-- DIRECTIVES --
1 – Do statements (a), (b) and (c) agree with the text on Okta's architecture? Answer yes or no for each, and quote the deciding words from the text.
(a) Okta's architects are embedded within engineering teams and attend staff meetings.
(b) The core Architecture team owns particular codebases and services.
(c) Okta's scaling strategies brought a 6x improvement in request-per-second capacity in around a year.
2 – In the text on Okta's architecture, can you turn the paragraph beginning "The architecture team doesn’t" into a short list that keeps its main facts?
3 – Resume the text on Okta's architecture, starting right after its final sentence.

-- TEXT --
· · · ·
That was it for the theory. Let’s now dig deeper into how Okta levels up both its tech and people stacks.
The Nuts and Bolts of Okta’s Architecture
The architecture charter is like a manifesto that sets the broader principles of a smooth architecture organization. Here is how Okta uses it in practice:
Getting your hands dirty
When designing your architectural organization, the first question to answer is: what defines a successful architect?
Understanding the context of the current state of the system, how they got to this state, where they plan to head, and what are the constraints are some of the key aspects of an architect’s role.
And to understand things perfectly, architects must work very closely with teams. For Mark Voelker, successful architects “have their sleeves rolled up, and their hands dirty”.
When we think about construction architects, we often imagine solitary people locked in their ivory towers, drawing unseen concepts and selling a new vision. But the truth is, it would be difficult for an architect to create something sustainable if they weren’t - at least a little - grounded in reality.
The same applies at Okta: architects work side by side with engineering teams, they’re embedded within those teams, go to staff meetings, understand the code that lies within a feature, and work hand in hand with project owners from the conception phase to the release in production.
This path isn’t the most common among organizations, but it gives architects some crucial knowledge about the project’s context. What is the current state of the art? How did we get there? Where are we trying to go? Which constraints do we have to work with?
“The best way to help architects get context isn’t to have a project where somebody comes and presents for two hours and goes through 40 slides…and is expected to make a good decision out of that. You get a lot more context if you’re working hand-in-hand with those teams, day-to-day.”
- Mark T. Voelker
Here is what the organization looks like at Okta. First of all, there is a core Architecture team, led by Mark, who focuses on the bigger picture themes, such as resilience, scale, cost or operability. The architects have an overview of the whole engineering organization and look at all the components and how they interact.
The architecture team doesn’t “own” particular codebases or services: the charter involves delivering on themes that span across the whole codebase and organization, to be more aligned with overall company or business-unit goals. For example, when Okta defined resilience as one of the major focus areas for the architecture team, it involved working with multiple teams to improve dependency handling and develop graceful degradation strategies, while also looking at data quality and trends from incident reports. Scaling strategies brought a 6x improvement in request-per-second capacity in around 6 months, while the cost-efficiency focus helped bring millions of dollars in cost reductions.
· · · ·
-- ROWS --
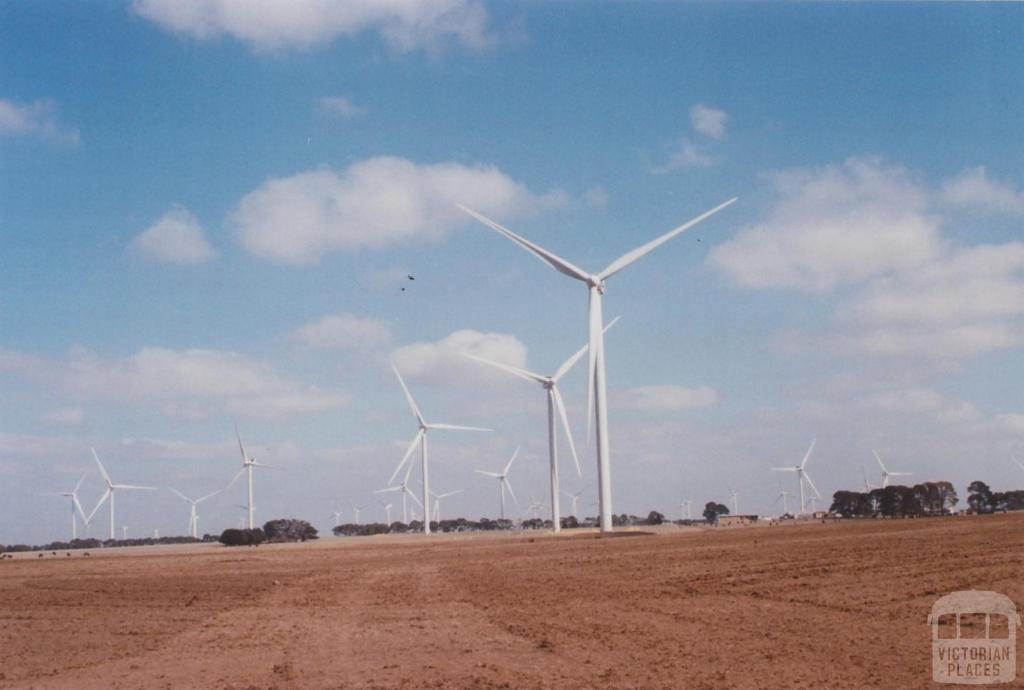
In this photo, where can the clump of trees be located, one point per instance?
(981, 499)
(243, 537)
(289, 529)
(926, 500)
(714, 510)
· · · ·
-- PER-TASK ANSWERS --
1 –
(a) Yes: "they’re embedded within those teams, go to staff meetings"
(b) No: "The architecture team doesn’t “own” particular codebases or services"
(c) No: "Scaling strategies brought a 6x improvement in request-per-second capacity in around 6 months"

2 –
- The architecture team owns no particular codebases or services. Its charter is to deliver on themes spanning the whole codebase and organization, aligned with company or business-unit goals.
- Resilience focus: working with multiple teams to improve dependency handling and develop graceful degradation strategies, and looking at data quality and trends from incident reports.
- Scaling strategies: a 6x improvement in request-per-second capacity in around 6 months.
- Cost-efficiency focus: millions of dollars in cost reductions.

3 –
And one of the important aspects to note is that both of those themes weren’t evolving in their own, separate “swim lanes”: as architects had the big picture, they could optimize for several of those focuses at a time.
Architects from Mark’s team are regularly rotated in different domains and projects, to ramp up more quickly on a broader set of issues and topics and get a broader context about the whole system.
In addition, each business unit has its domain architect: these employees do not report directly to Mark but to their domain leaders instead. They are experts in their domain and have a bit of insight into the broader picture, which helps all domain leaders understand the possible consequences of a decision they make on parts of the system they don’t work on.
Having architects work closely with teams helps them grasp technical issues and how people react to them: what can excite them, what blocks or frustrates them, etc.
Both domain architects and members of the overarching architecture team share a vision and common goals. Rather than having different agendas all of the company’s architects align on the endgame.
The separation of responsibilities then varies from team to team, depending on the current needs. This goes back to the concept of leveling up the people stack: a seasoned team that knows what needs to be done may just need help choosing one of the different options it came up with. Some other teams may need help writing the code. Others may need a kickstart and will ask for help designing POCs, running tests, or conducting research.
Responsibilities are also naturally shared depending on context: teams are usually concerned with the piece of the system they own - they are deeply involved with the internals of that specific piece (service, components, dependencies, etc.) but may not have broader context on the rest of the system. This is where embedded architects can share their global knowledge.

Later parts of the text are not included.